- 抜粋本文
□ □ □ □ □ □ □

【解説】トランプ氏の人事で波紋 自身の裁判と国際情勢への影響は?
トランプ次期大統領は、国務長官に対中強硬派のマルコ・ルビオ上院議員を、司法長官には自身の熱烈な支持者のマット・ゲーツ下院議員を起用すると13日に発表しました。連日、波紋を広げているトランプ次期大統領が打ち出す人事について、日本テレビ・小林史国際部長が解説します。
◇
鈴江奈々キャスター
「トランプ氏が打ち出した一連の新人事を、どうみていますか?」
小林史国際部長
「一期目の時とは打って変わって、異例とも言えるスピードで重要な人事を矢継ぎ早に発表しています。来年1月の就任式を終えた瞬間から、すぐにトランプ氏の思い通りにことが進められるように、着々と準備を進めているといった印象です」
鈴江キャスター
「新たに発表になったメンバーもいますが、どこに注目していますか?」

□ □ □ □ □ □ □

- 実施課題
トランプ氏の人事をめぐる解説記事を、最後の文の後から書き継いでください。 資料はこの作業に一切関係しません。

(データ項目)

□ □ □ □ □ □ □

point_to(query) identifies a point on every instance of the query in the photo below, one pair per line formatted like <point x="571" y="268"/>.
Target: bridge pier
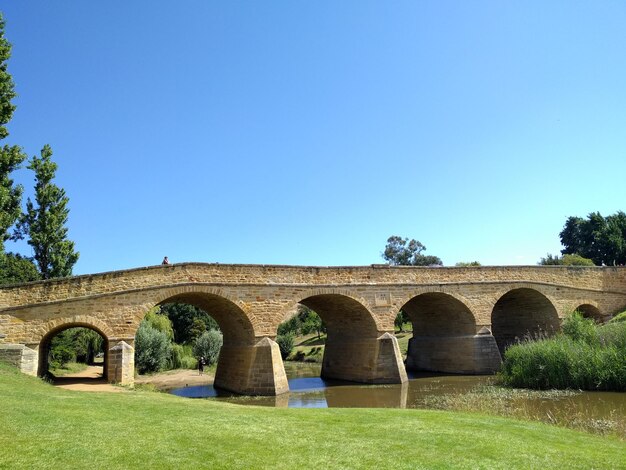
<point x="365" y="360"/>
<point x="463" y="354"/>
<point x="252" y="370"/>
<point x="21" y="356"/>
<point x="120" y="367"/>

□ □ □ □ □ □ □

- 回答
小林国際部長
「注目したいのが、司法長官として発表されたマット・ゲーツ下院議員です。共和党の中でもゴリゴリの右派で、挑発的な発言でこれまでも物議を醸してきた人物です。米メディアによると『下院議員の中でも最も嫌われている人物の一人』だとされています。また、性的人身売買の疑いで、司法省の調査対象になったことがあるといった人物です」
鈴江キャスター
「そういう人物をなぜ、司法長官に選んでいるのでしょうか?」
小林国際部長
「トランプ氏は周りの評判などを全く気にしない人なんです。とにかく、自分にどれだけ尽くしているか、忠誠心が最大の物差しです。熱烈なトランプ支持者であるゲーツ氏を司法長官という重要ポストに就け、司法省を思い通りに動かしたいという狙いがありそうです」
鈴江キャスター
「トランプ氏は自らが刑事訴追されていますが、そこへの影響はどうでしょうか?」
小林国際部長
「影響は甚大なものがあると思います。トランプ氏は4つの訴訟を抱えていますが、そのうち2つは司法省がトランプ氏を起訴しています。ただ、アメリカでは現職の大統領を罪に問うことはできないとされているので、これらの訴訟は取り下げられることになる見通しです」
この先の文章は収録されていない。